● **Requirement 1**: From the listing, extract every line that contains the word "wheel" and copy each one out in full.

The Greenwich Warehouse Facility provides $2,000,000,000 in committed funding and $1,000,000,000
in uncommitted funding through April 25, 2008, subject to various triggers, events or
occurrences that could result in earlier termination. The Greenwich Warehouse Facility bears
interest at one-month LIBOR plus additional margin rates and provides for payment of
nonutilization fees. The Greenwich Warehouse Facility is subject to various OOMC performance
triggers, limits and financial covenants, which could result in earlier termination. These
triggers, limits and covenants include a tangible net worth ratio, capital adequacy test,
non-warehouse leverage ratio, minimum net income test and cross-default features in which a
default under other warehouse facilities would trigger a default under the Greenwich Warehouse
Facility. In addition, the Greenwich Warehouse Facility permits Greenwich at any time to require
the Greenwich Trust to redeem specified borrowed amounts outstanding under the Greenwich
Warehouse Facility.
(iv) On April 27, 2007, OOLWC, OOMC, Option One Owner Trust 2002-3 (the UBS Trust), UBS Real
Estate Securities Inc. (UBS) and Wells Fargo entered into Amendment No. One to the Pricing
Letter dated as of January 19, 2007 (the UBS Amendment).
The primary purpose of the UBS Amendment was to reduce the amount of funding available under
OOMCs off-balance sheet financing arrangement with UBS (the UBS Warehouse Facility), from
$1,500,000,000 to $750,000,000.
The UBS Warehouse Facility provides funding totaling $750,000,000 for daily non-prime
originations through January 18, 2008, subject to various triggers, events or occurrences that
could result in earlier termination and bears interest at one-month LIBOR plus additional margin
rates. The UBS Warehouse Facility is subject to various OOMC performance triggers, limits and
financial covenants, including a tangible net worth ratio, tangible net
worth to total required capital ratio, non-warehouse leverage ratio, minimum net income test and
cross-default features in which a default under other arrangements to fund daily non-prime
originations would trigger a default under the UBS Warehouse Facility. In addition, the UBS
Warehouse Facility permits UBS at any time to require the UBS Trust to redeem specified borrowed
amounts outstanding under the UBS Warehouse Facility.
(v) On April 27, 2007, OOLWC, Option One Mortgage Capital Corporation (OOMCC), OOMC and Wells
Fargo Bank entered into an Amendment to Terminate Agreements (the Termination Amendment)
regarding the warehouse financing facility maintained with Merrill Lynch Bank USA. See Item
1.02 of this report on Form 8-K for further information regarding the Termination Amendment,
which is hereby incorporated in this Item 1.01(a)(v) by reference.

● **The records**:
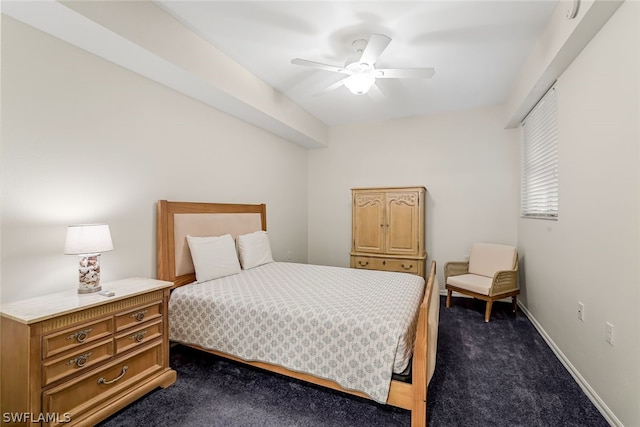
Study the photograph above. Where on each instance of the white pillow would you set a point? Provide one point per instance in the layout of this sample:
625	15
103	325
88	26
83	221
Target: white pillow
254	249
213	257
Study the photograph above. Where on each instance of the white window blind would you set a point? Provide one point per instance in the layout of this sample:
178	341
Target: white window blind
539	192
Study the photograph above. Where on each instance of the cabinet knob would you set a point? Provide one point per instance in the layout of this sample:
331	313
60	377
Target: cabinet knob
80	336
139	315
103	381
138	337
80	360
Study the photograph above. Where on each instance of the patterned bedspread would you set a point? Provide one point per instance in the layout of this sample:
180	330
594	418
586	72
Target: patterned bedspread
351	326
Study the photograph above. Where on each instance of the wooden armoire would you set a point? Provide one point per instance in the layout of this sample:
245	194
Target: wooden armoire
388	229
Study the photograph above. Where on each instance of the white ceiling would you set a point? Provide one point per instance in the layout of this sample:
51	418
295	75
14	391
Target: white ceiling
476	47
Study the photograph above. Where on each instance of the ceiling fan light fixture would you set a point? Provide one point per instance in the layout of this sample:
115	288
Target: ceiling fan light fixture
359	83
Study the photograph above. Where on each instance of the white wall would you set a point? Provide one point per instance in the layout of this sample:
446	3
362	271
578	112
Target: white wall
591	253
466	160
87	141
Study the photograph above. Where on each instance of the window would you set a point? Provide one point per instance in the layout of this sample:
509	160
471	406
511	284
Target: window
539	191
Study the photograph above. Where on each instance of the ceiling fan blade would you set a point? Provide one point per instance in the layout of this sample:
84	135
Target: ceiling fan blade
326	67
376	44
405	73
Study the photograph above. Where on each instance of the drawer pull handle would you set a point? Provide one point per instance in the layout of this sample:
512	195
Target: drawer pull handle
103	381
139	315
80	336
138	337
80	360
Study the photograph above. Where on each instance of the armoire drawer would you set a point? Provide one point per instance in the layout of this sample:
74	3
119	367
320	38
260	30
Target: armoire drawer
386	264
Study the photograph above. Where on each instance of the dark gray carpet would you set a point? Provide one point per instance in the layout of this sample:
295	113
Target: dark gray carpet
500	373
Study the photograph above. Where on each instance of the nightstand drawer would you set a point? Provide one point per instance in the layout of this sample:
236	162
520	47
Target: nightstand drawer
71	363
138	336
138	315
77	396
77	336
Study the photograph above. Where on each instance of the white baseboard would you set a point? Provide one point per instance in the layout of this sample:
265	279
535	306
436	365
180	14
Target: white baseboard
584	385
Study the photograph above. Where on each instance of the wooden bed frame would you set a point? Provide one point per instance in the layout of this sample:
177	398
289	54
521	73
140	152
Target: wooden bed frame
171	244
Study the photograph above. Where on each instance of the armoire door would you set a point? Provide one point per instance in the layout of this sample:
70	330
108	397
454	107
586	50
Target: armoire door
402	223
369	222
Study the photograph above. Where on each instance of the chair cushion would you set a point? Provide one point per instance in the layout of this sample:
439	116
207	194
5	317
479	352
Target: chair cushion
471	282
487	258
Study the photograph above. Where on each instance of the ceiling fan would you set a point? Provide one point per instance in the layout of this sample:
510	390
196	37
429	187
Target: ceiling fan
359	69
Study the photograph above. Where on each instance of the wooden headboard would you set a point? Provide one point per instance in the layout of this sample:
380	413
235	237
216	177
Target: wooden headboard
176	220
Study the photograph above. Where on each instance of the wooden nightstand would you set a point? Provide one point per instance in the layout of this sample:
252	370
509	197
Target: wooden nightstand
74	359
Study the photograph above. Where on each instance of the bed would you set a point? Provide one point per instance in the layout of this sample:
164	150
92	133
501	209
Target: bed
376	340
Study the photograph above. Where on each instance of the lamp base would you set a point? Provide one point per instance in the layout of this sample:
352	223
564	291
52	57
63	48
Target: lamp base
89	274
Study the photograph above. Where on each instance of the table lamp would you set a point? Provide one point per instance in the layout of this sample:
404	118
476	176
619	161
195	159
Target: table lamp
88	241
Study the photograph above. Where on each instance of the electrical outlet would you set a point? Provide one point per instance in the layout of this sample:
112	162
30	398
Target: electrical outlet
580	311
608	328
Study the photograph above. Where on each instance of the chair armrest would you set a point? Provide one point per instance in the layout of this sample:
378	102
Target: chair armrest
504	281
455	268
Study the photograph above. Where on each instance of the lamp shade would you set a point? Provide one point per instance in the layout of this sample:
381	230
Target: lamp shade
88	239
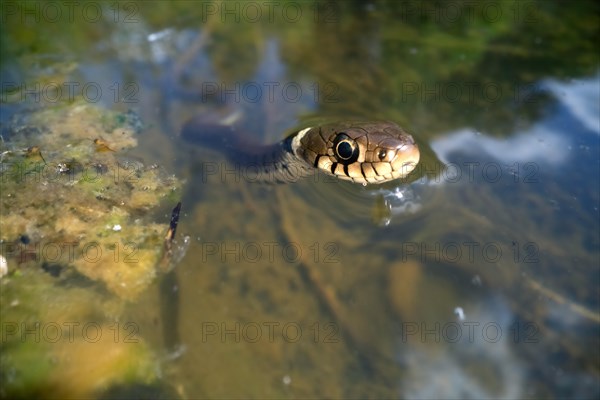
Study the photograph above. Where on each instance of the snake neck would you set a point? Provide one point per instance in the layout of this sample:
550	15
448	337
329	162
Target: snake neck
275	163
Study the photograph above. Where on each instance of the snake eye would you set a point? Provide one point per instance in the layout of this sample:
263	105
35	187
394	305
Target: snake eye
346	149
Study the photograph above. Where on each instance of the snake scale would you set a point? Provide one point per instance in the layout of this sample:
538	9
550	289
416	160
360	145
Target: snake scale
361	152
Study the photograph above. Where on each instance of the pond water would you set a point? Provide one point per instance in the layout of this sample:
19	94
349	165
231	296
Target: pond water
478	276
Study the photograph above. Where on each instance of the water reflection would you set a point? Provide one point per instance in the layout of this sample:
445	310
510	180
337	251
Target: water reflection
500	219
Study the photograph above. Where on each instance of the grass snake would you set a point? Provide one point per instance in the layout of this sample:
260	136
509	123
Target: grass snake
361	152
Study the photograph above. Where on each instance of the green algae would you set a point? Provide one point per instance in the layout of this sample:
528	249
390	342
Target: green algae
80	197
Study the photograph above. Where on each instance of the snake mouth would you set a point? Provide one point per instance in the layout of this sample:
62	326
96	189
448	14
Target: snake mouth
406	159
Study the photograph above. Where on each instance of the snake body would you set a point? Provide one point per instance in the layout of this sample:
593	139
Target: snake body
361	152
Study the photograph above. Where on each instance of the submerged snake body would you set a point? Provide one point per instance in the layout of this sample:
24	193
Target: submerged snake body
361	152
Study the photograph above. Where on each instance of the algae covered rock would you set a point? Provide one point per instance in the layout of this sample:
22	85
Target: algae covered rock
71	197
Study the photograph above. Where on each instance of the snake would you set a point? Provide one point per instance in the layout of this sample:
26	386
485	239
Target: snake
370	152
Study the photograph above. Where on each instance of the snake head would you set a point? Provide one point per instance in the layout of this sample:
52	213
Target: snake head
362	152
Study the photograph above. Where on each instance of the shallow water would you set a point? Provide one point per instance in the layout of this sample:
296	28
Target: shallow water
477	277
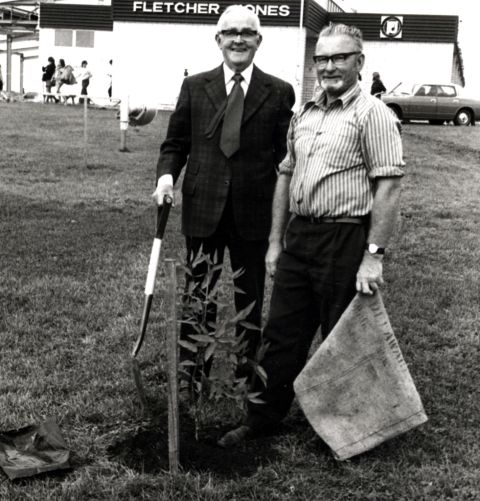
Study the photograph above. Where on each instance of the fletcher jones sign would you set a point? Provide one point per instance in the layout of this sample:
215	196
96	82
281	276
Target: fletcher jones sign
270	12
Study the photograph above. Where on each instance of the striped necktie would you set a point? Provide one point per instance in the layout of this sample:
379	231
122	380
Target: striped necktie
232	120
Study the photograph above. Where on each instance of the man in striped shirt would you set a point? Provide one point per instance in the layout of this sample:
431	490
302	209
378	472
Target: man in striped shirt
334	210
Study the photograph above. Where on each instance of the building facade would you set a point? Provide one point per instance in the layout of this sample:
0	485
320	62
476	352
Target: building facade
153	42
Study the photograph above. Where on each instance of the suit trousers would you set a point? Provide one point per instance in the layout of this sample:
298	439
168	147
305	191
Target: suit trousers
314	283
246	255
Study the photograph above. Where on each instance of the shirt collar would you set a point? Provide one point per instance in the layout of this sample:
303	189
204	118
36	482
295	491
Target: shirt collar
320	99
246	73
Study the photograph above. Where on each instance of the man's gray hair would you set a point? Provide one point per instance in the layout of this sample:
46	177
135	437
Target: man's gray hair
353	32
238	9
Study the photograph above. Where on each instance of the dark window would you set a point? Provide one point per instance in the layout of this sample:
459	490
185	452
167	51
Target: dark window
85	39
63	38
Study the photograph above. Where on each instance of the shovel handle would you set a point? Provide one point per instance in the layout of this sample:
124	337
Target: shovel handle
162	216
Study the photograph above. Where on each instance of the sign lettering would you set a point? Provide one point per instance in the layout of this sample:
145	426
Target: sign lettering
204	8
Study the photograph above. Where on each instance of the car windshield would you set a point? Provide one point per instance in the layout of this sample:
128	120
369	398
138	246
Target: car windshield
402	89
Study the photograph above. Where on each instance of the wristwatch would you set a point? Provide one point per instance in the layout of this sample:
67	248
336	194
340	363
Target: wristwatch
375	249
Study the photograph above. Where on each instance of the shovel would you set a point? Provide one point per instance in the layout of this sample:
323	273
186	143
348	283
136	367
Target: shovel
162	216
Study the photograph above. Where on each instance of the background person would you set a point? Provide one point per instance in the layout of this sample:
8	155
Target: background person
377	85
83	76
342	190
48	77
231	151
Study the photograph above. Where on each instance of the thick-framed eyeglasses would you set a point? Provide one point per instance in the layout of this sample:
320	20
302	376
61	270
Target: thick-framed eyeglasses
245	34
337	59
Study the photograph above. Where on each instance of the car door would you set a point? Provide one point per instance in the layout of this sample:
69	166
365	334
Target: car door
423	104
448	102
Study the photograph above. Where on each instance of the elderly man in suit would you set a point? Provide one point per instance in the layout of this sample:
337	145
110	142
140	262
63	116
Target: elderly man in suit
229	129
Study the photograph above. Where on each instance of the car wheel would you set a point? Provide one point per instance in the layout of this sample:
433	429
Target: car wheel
463	117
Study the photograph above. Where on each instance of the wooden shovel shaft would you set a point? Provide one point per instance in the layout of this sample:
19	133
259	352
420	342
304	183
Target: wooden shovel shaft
172	354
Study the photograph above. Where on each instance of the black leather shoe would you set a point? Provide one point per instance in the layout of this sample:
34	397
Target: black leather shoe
235	437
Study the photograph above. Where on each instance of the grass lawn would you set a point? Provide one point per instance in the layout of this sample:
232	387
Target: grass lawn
76	235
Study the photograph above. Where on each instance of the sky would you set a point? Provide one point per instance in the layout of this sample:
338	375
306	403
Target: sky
468	12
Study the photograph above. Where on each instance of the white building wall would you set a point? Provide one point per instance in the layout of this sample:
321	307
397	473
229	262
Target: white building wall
97	57
150	58
407	62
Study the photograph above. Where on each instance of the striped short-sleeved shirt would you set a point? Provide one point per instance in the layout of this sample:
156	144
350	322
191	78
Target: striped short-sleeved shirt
335	152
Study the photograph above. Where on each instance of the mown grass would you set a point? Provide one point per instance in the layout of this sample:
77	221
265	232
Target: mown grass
75	241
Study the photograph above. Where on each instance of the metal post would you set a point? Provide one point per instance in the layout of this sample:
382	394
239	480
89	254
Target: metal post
9	63
172	355
85	130
124	105
22	58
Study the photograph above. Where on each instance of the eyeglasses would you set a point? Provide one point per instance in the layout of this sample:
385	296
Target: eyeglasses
244	34
337	59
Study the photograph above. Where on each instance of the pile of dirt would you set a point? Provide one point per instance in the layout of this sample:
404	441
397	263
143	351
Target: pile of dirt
147	451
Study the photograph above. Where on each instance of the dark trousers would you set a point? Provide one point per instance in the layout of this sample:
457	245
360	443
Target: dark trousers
314	283
246	255
84	91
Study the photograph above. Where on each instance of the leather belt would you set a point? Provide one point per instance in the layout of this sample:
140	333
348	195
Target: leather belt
320	220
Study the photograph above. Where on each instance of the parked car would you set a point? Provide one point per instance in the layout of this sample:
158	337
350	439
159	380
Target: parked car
436	103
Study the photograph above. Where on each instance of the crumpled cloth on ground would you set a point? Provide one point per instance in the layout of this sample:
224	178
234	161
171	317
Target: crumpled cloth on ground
32	450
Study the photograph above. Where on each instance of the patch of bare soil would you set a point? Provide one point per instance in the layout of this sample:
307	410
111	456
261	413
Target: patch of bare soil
147	451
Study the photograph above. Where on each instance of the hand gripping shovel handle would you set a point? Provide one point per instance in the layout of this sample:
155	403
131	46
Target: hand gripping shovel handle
162	217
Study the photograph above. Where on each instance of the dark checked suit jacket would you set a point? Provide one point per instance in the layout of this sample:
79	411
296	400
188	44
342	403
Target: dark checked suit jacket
193	140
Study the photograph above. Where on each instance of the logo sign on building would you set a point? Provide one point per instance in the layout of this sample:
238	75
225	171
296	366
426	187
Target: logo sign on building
270	12
391	27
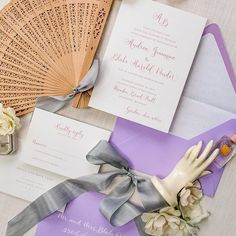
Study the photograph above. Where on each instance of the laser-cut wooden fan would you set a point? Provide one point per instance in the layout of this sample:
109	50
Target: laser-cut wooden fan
46	48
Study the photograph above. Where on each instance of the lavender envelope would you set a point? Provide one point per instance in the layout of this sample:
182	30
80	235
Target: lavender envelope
82	218
215	31
148	151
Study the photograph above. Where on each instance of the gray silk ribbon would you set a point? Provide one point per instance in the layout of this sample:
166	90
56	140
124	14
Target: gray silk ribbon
54	104
115	207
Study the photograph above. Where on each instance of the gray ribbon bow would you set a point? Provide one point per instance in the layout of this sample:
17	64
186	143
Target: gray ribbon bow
115	207
54	104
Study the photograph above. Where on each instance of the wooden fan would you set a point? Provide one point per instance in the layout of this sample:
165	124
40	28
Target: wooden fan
46	48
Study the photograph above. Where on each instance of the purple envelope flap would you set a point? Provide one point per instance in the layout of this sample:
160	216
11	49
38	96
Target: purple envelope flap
215	31
83	218
156	153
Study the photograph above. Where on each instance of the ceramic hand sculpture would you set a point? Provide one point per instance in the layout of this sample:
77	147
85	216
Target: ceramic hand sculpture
188	169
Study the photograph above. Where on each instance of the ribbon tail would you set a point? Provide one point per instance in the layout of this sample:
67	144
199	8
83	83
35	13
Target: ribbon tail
151	199
55	199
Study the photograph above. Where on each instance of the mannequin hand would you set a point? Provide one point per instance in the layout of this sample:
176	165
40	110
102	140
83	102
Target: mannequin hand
188	169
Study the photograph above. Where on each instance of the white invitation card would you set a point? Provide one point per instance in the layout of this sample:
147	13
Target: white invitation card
60	145
22	180
147	61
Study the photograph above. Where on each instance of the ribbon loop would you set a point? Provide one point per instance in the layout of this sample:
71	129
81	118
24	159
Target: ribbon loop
116	206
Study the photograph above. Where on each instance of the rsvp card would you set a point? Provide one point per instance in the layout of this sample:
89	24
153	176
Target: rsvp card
60	145
147	62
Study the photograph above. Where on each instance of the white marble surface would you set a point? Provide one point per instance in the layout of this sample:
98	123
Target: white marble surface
223	218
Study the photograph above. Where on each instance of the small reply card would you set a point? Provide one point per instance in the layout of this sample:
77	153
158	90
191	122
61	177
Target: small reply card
147	62
60	145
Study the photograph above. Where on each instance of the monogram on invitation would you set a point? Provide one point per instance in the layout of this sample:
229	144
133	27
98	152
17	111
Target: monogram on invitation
61	144
147	62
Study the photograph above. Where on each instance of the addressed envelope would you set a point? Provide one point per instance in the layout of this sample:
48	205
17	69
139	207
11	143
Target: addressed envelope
208	101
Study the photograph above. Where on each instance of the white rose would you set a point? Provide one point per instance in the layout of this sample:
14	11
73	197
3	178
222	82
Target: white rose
189	203
9	122
167	222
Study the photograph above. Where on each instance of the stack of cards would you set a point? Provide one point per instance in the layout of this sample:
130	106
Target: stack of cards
46	48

● **Requirement 2**: According to the warehouse financing text, what amount of funding did the UBS Amendment reduce the UBS Warehouse Facility to?

● **Written answer 1**:
Study the photograph above. Where on each instance of the car wheel would you set a point? Provide one point per instance in the layout of this sample:
Target: car wheel

● **Written answer 2**: $750,000,000, down from $1,500,000,000.